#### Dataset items
--*--

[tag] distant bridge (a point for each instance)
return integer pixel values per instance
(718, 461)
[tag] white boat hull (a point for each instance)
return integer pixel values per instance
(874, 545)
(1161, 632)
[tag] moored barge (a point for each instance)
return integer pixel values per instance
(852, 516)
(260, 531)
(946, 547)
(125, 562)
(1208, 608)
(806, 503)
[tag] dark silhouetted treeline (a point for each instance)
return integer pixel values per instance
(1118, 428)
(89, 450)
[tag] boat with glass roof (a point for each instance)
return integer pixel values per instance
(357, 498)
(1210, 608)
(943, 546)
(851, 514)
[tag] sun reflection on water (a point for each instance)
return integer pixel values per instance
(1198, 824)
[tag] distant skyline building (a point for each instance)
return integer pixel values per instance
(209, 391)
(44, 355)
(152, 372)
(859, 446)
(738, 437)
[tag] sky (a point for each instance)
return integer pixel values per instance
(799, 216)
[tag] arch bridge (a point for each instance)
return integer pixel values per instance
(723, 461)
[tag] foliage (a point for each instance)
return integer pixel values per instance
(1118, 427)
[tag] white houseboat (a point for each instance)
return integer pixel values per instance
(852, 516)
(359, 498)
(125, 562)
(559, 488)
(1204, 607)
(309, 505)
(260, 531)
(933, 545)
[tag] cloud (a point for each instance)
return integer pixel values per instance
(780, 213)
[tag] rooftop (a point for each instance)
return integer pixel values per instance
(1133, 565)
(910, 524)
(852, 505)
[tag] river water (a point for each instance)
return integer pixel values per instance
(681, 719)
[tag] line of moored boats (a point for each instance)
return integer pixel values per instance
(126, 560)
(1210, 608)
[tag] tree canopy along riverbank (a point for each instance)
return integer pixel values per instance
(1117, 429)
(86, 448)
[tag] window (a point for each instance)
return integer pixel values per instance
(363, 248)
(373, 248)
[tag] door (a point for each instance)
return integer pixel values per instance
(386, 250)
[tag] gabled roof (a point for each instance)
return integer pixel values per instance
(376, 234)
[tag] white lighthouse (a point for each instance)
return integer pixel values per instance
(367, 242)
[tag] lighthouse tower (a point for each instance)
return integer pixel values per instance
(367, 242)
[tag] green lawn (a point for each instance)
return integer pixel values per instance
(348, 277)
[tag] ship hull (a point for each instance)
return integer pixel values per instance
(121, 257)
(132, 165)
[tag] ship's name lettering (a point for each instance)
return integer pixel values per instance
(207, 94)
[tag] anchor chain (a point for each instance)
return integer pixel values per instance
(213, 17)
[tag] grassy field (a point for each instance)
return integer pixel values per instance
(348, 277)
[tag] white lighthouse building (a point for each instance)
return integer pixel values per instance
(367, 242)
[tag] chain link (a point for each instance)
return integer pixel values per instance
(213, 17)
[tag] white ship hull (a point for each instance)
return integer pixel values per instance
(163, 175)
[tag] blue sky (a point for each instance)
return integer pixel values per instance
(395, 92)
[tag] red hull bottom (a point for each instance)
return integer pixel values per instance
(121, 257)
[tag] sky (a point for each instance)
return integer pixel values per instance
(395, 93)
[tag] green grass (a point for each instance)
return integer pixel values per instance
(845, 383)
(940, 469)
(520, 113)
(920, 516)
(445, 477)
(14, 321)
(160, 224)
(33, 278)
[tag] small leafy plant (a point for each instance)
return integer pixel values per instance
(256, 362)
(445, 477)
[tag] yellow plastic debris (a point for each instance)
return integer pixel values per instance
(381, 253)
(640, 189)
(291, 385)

--*--

#### STATED PROBLEM
Write out the records above again, keeping each one identical to the original.

#### TASK SOLUTION
[tag] distant bridge (a point for each instance)
return integer pixel values per instance
(718, 461)
[tag] white boat hull (a point for each instance)
return integer pixel values per instance
(874, 545)
(1161, 632)
[tag] moored barge (a point for each instance)
return integer pixel values per instance
(852, 516)
(260, 531)
(946, 547)
(125, 562)
(1208, 608)
(806, 503)
[tag] dark silhouetted treeline (a point for each instance)
return integer pixel values per instance
(1118, 428)
(89, 450)
[tag] boat with glass roof (a point for each instance)
return integer pixel values per instance
(357, 498)
(1210, 608)
(943, 546)
(851, 514)
[tag] sun reflection on water (a point for each instance)
return integer pixel values per instance
(1198, 824)
[tag] distant skyline building (a point for each instance)
return integer pixel values per instance
(209, 391)
(44, 355)
(152, 372)
(859, 446)
(738, 437)
[tag] sky (a point for each instance)
return integer pixel values per instance
(799, 216)
[tag] arch bridge (a point for each instance)
return integer pixel values per instance
(723, 461)
[tag] foliage (a point for each instance)
return integer pixel values per instance
(1118, 427)
[tag] white houseboat (a point for each instance)
return integer pixel values per instance
(852, 516)
(359, 498)
(125, 562)
(559, 488)
(1204, 607)
(309, 505)
(260, 531)
(933, 545)
[tag] cloud (a point for each instance)
return integer pixel values per instance
(780, 213)
[tag] rooftop (a point for each instance)
return integer pixel values per instance
(1133, 565)
(910, 524)
(852, 505)
[tag] river water (a point for each instance)
return integer pixel values per instance
(681, 719)
[tag] line of moored boats (a point for each instance)
return integer pixel values per instance
(126, 560)
(1210, 608)
[tag] tree canopy along riverbank (a point for each instance)
return integer pixel values per instance
(1117, 429)
(86, 448)
[tag] window (a point for each instance)
return integer pixel values per instance
(363, 248)
(373, 248)
[tag] door (a point for each instance)
return integer pixel values per instance
(386, 250)
[tag] gabled roof (a point for each instance)
return integer pixel values per instance
(376, 234)
[tag] white lighthouse (a point for each instance)
return integer pixel values per instance
(367, 242)
[tag] lighthouse tower (a point for each instance)
return integer pixel values per instance
(367, 242)
[tag] green lawn (a point for each instance)
return integer pixel values per instance
(348, 277)
[tag] ship hull (a point for each instance)
return integer pixel values per instance
(121, 257)
(132, 165)
[tag] ship's name lettering (a point for each instance)
return integer pixel values per instance
(207, 94)
[tag] anchor chain (a point for each instance)
return integer pixel values per instance
(213, 17)
[tag] grassy field (a point for each instance)
return integer pixel values per instance
(348, 277)
[tag] white lighthouse building (a point for each instance)
return integer pixel values per instance
(367, 242)
[tag] chain link (a point for each instance)
return integer pixel values per instance
(213, 17)
[tag] white ship hull (a point for each instance)
return integer pixel values per instance
(163, 175)
[tag] blue sky (a point for each instance)
return integer pixel values per instance
(395, 92)
[tag] red hull bottom (a point for each instance)
return integer pixel values per instance
(121, 257)
[tag] sky (a point for each instance)
return integer pixel values per instance
(395, 93)
[tag] green grass (a point for each instance)
return integer pixel values per instance
(845, 383)
(940, 469)
(520, 113)
(920, 516)
(445, 477)
(14, 321)
(160, 224)
(33, 278)
[tag] small leafy plant (a point for each instance)
return integer pixel values per instance
(256, 362)
(445, 477)
[tag] yellow plastic debris (a point for each instance)
return integer pixel values per instance
(381, 253)
(640, 189)
(291, 385)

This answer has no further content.